[[ Records for this task, beginning ]]

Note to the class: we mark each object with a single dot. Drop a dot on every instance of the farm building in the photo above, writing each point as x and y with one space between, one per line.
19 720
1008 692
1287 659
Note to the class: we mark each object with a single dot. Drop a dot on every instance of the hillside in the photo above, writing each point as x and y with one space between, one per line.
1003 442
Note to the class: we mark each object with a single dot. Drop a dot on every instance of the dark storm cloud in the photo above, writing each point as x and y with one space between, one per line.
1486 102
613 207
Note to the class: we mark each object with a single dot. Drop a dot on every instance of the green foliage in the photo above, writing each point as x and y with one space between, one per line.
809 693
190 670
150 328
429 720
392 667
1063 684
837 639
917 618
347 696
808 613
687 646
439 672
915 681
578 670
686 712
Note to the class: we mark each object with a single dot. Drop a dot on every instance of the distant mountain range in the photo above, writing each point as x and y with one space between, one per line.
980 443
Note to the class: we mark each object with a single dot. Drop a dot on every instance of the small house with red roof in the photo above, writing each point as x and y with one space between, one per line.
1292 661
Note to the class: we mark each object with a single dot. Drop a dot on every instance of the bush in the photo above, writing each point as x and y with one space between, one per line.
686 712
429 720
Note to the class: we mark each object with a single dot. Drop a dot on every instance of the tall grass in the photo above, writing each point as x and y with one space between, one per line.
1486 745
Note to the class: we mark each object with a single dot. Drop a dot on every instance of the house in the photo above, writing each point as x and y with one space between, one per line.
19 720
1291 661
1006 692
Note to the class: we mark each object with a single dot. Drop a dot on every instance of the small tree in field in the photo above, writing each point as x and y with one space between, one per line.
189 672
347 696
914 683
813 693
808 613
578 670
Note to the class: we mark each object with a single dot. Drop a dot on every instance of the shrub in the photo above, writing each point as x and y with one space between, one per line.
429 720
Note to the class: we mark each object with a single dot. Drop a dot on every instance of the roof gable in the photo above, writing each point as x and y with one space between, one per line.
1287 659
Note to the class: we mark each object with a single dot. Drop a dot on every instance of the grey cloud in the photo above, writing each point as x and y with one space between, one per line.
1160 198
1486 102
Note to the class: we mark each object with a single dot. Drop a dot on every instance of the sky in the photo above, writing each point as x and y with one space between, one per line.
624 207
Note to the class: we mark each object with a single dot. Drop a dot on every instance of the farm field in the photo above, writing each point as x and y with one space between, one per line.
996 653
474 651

[[ Records for this task, end ]]
[[ Records for this task, beginning ]]

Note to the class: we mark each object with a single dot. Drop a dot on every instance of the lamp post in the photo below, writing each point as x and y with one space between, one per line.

[[ Records for this task, end ]]
[[ Records for this task, beginning ]]

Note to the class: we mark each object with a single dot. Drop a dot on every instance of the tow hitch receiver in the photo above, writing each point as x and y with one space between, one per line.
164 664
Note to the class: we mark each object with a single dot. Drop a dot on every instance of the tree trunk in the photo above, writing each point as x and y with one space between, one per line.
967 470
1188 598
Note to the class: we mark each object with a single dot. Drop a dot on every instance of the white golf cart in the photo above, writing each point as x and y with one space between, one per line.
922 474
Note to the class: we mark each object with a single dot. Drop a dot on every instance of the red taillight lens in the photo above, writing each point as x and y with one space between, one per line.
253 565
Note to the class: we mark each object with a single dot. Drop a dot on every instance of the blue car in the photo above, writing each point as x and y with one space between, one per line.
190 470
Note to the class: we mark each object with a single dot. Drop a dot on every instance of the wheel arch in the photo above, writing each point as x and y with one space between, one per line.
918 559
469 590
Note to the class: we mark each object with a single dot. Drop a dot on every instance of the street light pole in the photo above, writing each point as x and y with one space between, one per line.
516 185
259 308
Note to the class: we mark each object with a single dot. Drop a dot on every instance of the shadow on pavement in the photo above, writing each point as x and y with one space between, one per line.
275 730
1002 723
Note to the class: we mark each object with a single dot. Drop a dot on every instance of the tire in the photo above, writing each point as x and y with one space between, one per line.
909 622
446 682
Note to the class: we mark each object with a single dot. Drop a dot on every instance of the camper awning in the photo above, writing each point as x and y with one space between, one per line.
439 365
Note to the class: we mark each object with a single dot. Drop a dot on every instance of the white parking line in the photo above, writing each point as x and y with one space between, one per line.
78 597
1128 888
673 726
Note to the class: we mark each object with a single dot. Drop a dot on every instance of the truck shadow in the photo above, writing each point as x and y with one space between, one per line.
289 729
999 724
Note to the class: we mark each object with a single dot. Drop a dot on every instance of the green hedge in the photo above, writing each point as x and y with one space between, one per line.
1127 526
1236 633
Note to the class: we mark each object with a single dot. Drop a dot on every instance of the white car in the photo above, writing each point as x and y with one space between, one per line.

[[ Records for this task, end ]]

◆ Problem description
Only one stretch of the entries above is wanted: the lines from the one containing "the green hedge" through the one containing "the white car". Please reproduce it exactly.

◆ Reply to the exercise
Note to the class: we mark each object with a single dot. Drop a dot on every instance of the green hedge in the photo above, writing each point as x and y with one space between, one per line.
1127 526
1236 633
Note to the class: we mark each object with a single dot. Drop a dot on every instance of the white car in the photo above, writing each point as x and y with one space between, one per line.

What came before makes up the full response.